_Fragmento para leer_

==*==

Omar Carreón Abud
El
pasado 3 de enero apareció en el periódico El Universal una noticia
que llamó mi atención. “En los últimos tres ciclos escolares
-decía el periódico- la matrícula de primaria en escuelas públicas
tuvo un descenso de 310 mil 115 estudiantes debido, principalmente, a
que unos 116 mil niños emigraron a escuelas particulares, mientras
que 193 mil 791 abandonaron las aulas, según la Secretaría de
Educación Pública”. La nota se completaba con las declaraciones
de Fernando Ruiz Ruiz, un especialista en temas educativos, quien
agregaba que “por lo menos tres de cada 10 estudiantes ya no están
ahorita en las escuelas públicas, se fueron a las escuelas
particulares” y explicaba que “ese descenso se debe al gran
rechazo y desconfianza que prevalece a la Nueva Escuela Mexicana,
implementada en el sexenio obradorista”.
Muchos
lectores deben haber hecho conciencia de que la información era
importante. Entre ellos estuvo la propia presidenta de la república,
la Doctora Claudia Sheinbaum, cuyas declaraciones al respecto,
emitidas en su conferencia mañanera, aparecieron en la prensa sólo
unas cuantas horas después. Dijo la presidenta: “Vamos a presentar
bien los datos… Por la tasa poblacional hay menor número de niños
entre 6 y 12 años que en años anteriores en total en el país,
dicho por la Comisión Nacional de Población, entonces vamos a
presentarles los datos para que se observe esta característica” e
instruyó al titular de la SEP, Mario Delgado, para que presentara
los datos. Puede ser que yo no esté debidamente informado, pero
cinco días después, en la mañana del día ocho de enero, todavía
no se habían presentado “bien los datos”.

==*==

_Tarea 1_
Enumera todas las personas nombradas en el fragmento, sin contar la firma que lo encabeza.

_Datos a procesar_
==*==

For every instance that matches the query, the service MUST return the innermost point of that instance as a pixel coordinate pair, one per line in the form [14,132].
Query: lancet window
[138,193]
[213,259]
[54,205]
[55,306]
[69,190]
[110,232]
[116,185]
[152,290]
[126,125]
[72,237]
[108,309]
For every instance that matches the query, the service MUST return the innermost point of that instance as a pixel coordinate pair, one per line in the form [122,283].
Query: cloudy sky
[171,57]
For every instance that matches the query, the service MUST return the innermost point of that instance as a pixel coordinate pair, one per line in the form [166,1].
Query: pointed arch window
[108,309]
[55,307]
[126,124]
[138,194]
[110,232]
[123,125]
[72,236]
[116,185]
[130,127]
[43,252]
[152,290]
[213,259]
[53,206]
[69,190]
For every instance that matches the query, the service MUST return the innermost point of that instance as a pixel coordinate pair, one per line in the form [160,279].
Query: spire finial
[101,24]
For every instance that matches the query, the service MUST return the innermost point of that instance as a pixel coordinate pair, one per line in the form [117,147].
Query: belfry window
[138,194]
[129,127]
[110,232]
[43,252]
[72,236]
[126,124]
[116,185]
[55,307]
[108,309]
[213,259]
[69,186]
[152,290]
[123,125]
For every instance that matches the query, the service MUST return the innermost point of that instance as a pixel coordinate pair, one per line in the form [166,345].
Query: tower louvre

==*==

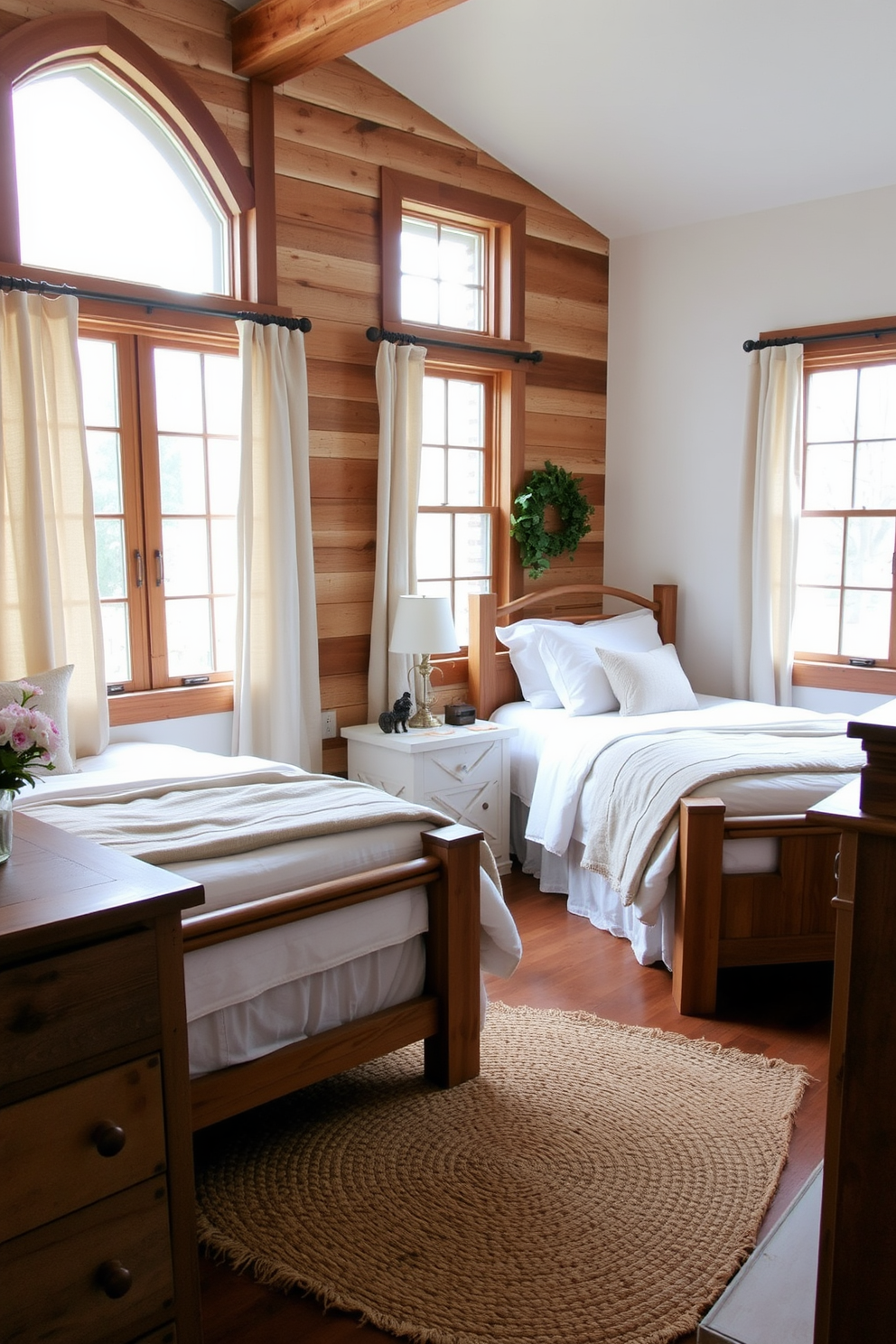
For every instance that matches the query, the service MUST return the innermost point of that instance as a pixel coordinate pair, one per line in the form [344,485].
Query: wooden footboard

==*==

_Tarea 2_
Identifica cada línea del listado que contenga la palabra "window" y cópiala. Se distinguen mayúsculas y minúsculas.

_Resultado del ejercicio 1_
Fernando Ruiz Ruiz
Claudia Sheinbaum
Mario Delgado

_Resultado del ejercicio 2_
Query: lancet window
Query: pointed arch window
Query: belfry window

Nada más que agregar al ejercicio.